• **WHAT THE EXERCISE ASKS**: Scan the material and copy every line in which "below" appears.

----

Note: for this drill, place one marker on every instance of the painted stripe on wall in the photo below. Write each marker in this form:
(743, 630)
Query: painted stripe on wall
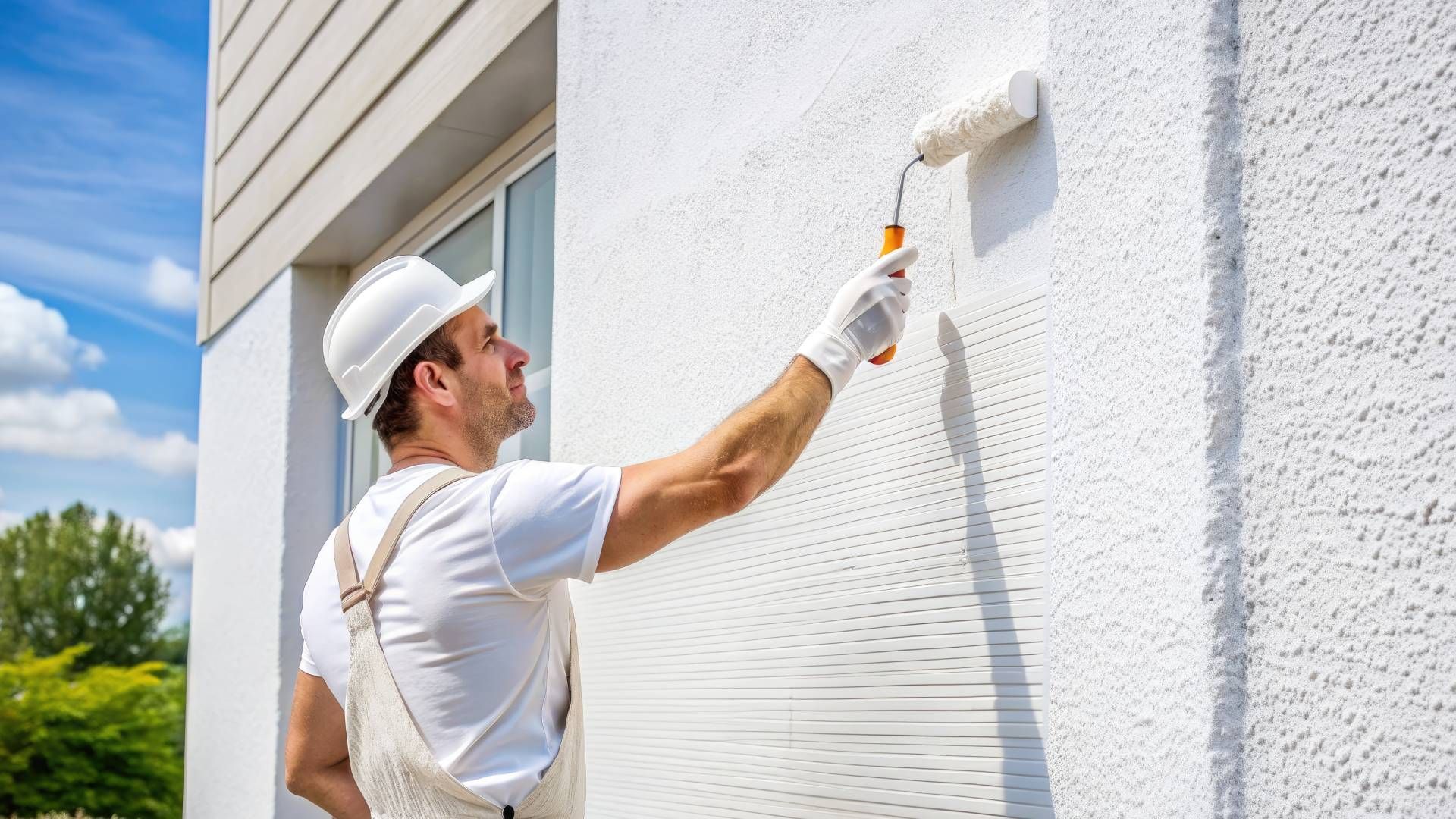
(867, 637)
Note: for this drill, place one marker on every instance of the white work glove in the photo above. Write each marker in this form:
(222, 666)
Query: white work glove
(867, 316)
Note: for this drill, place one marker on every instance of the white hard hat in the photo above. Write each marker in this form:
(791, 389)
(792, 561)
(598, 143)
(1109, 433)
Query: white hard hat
(383, 318)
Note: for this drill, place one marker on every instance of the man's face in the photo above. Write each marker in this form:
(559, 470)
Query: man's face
(494, 382)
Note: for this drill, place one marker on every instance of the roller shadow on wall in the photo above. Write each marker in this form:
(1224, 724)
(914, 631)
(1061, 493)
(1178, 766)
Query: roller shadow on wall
(1012, 181)
(1015, 736)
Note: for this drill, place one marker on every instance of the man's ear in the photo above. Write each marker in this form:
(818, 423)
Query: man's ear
(436, 384)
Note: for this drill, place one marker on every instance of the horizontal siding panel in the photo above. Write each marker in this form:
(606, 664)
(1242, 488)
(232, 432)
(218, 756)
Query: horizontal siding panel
(255, 175)
(867, 637)
(481, 33)
(253, 28)
(293, 31)
(296, 89)
(228, 14)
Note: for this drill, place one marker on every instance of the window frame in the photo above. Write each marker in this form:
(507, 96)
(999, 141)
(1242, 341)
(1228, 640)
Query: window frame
(491, 190)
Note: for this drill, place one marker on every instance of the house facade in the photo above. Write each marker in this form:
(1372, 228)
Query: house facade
(1150, 516)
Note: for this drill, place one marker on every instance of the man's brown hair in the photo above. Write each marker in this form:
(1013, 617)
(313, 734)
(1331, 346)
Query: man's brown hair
(398, 416)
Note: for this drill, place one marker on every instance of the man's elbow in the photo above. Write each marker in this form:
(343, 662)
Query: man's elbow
(742, 485)
(297, 779)
(294, 780)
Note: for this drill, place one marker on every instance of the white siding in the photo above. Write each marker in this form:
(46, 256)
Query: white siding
(867, 637)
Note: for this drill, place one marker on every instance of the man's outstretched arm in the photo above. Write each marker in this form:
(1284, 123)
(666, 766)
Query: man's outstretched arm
(721, 474)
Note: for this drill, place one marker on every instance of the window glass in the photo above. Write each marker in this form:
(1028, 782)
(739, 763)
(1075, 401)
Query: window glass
(525, 302)
(530, 213)
(466, 253)
(530, 262)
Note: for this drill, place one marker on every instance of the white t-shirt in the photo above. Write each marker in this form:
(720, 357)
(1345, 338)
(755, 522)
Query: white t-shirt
(472, 611)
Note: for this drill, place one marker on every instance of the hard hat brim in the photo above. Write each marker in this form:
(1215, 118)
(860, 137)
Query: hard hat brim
(471, 295)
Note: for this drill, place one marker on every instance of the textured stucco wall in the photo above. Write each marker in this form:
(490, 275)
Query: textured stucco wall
(265, 500)
(1139, 594)
(724, 168)
(1350, 407)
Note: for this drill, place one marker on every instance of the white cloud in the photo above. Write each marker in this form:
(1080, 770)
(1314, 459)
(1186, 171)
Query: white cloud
(86, 425)
(172, 286)
(93, 280)
(36, 344)
(8, 518)
(171, 548)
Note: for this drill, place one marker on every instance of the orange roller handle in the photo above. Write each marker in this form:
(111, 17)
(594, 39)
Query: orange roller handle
(894, 240)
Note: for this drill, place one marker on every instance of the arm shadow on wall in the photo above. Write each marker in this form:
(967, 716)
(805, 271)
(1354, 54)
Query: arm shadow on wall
(1012, 181)
(1001, 554)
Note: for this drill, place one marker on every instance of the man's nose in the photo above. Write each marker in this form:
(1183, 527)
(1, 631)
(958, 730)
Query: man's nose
(519, 357)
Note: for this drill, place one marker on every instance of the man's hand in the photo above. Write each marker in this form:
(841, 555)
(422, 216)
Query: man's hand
(663, 500)
(316, 761)
(864, 319)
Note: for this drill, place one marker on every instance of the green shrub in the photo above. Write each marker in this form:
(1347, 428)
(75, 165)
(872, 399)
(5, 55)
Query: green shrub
(107, 741)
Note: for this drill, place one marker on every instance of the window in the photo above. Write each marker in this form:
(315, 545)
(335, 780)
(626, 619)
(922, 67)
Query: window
(513, 232)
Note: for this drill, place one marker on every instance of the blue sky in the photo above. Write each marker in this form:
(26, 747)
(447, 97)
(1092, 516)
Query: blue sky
(101, 180)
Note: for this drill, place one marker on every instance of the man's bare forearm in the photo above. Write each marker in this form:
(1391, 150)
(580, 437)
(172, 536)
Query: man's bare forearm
(766, 436)
(335, 792)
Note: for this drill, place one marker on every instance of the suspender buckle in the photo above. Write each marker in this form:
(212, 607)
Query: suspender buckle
(353, 595)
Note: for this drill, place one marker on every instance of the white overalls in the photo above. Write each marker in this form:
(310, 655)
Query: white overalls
(392, 764)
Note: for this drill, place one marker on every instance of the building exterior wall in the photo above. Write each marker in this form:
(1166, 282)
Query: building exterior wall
(268, 474)
(1350, 410)
(1241, 215)
(1136, 539)
(309, 104)
(721, 171)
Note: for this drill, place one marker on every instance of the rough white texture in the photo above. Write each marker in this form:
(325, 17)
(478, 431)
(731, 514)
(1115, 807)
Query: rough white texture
(1251, 422)
(1350, 425)
(1134, 608)
(724, 168)
(267, 497)
(721, 171)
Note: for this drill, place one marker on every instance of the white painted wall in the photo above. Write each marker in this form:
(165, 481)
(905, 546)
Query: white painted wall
(721, 171)
(867, 637)
(265, 502)
(724, 167)
(1244, 215)
(1142, 535)
(1251, 278)
(1350, 407)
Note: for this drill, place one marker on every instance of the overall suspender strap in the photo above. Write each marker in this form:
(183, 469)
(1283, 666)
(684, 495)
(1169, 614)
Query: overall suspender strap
(353, 591)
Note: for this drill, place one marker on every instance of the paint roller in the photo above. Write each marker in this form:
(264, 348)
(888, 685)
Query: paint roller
(965, 126)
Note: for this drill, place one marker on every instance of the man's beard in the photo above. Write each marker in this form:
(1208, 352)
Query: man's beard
(491, 417)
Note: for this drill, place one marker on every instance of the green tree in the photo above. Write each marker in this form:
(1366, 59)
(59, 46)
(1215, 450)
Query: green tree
(72, 579)
(107, 741)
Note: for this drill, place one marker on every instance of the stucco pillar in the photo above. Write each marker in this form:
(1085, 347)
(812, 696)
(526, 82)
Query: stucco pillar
(1145, 608)
(267, 497)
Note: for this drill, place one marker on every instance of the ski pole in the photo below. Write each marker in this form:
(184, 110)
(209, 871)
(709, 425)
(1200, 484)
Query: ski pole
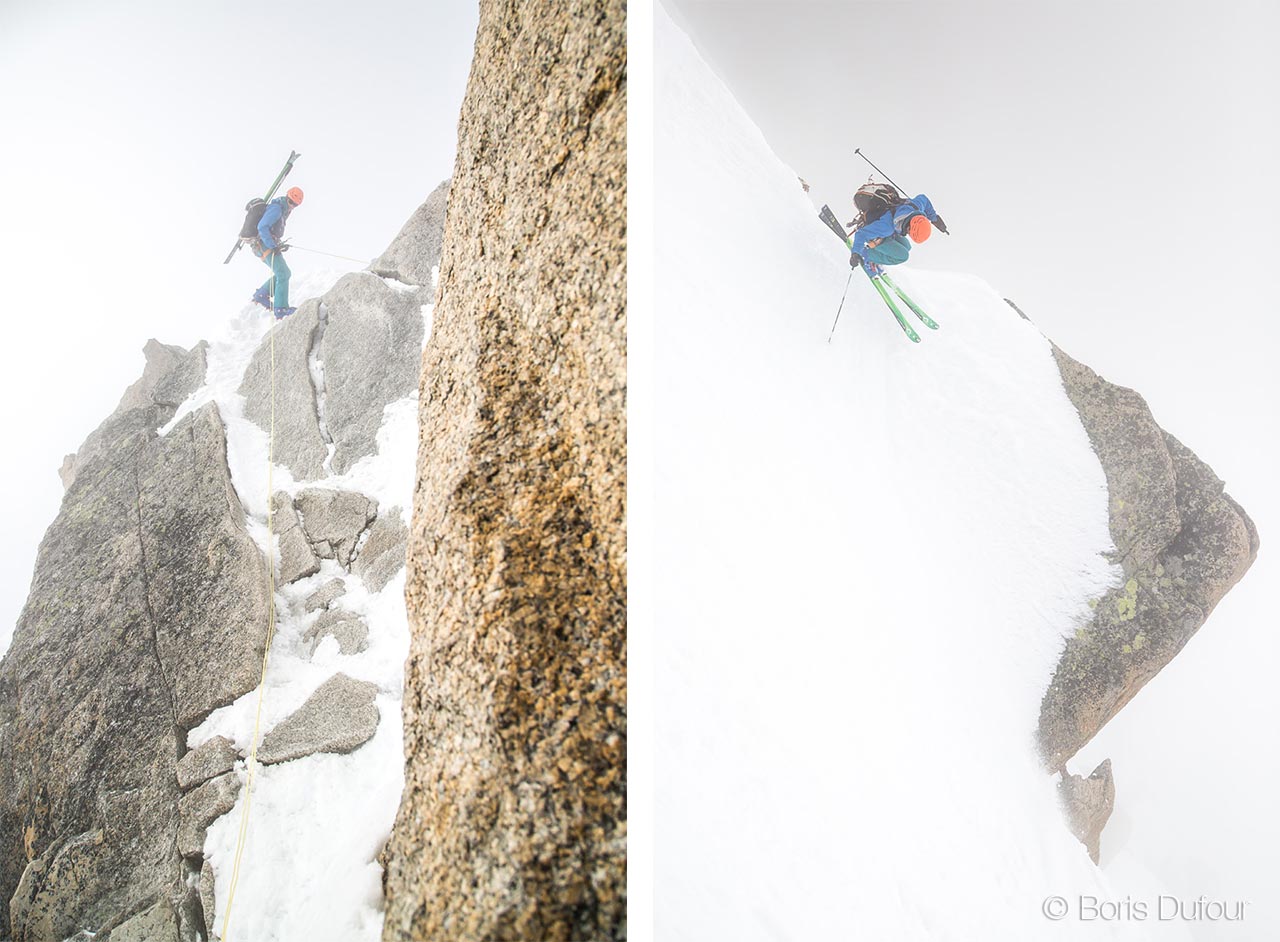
(841, 307)
(859, 152)
(316, 251)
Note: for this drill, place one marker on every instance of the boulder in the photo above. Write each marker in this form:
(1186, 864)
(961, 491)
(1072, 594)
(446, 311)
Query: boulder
(382, 554)
(1087, 804)
(155, 924)
(371, 347)
(1182, 542)
(334, 521)
(416, 250)
(325, 595)
(297, 558)
(205, 762)
(50, 897)
(300, 443)
(186, 376)
(339, 717)
(201, 808)
(146, 612)
(347, 627)
(169, 375)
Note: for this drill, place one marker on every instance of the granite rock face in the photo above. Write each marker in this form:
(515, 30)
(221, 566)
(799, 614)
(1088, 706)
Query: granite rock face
(208, 760)
(334, 521)
(416, 250)
(347, 627)
(1088, 804)
(155, 924)
(325, 595)
(297, 558)
(1182, 540)
(146, 613)
(513, 815)
(371, 348)
(300, 443)
(383, 553)
(339, 360)
(339, 717)
(169, 375)
(201, 806)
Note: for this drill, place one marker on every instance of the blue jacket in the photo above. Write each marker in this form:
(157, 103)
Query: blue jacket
(270, 228)
(892, 223)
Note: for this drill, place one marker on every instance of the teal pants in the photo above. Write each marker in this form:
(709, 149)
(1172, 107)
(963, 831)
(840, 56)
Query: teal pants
(891, 251)
(279, 291)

----

• **RESULT OF THE TASK**:
Note: for this drill, place one marker on every instance of the painted stripe on wall in the photo below. Write each marker in this form:
Note: for this drill, place one marker on every instance of the ski pole in the photo below. Write each marker in this form:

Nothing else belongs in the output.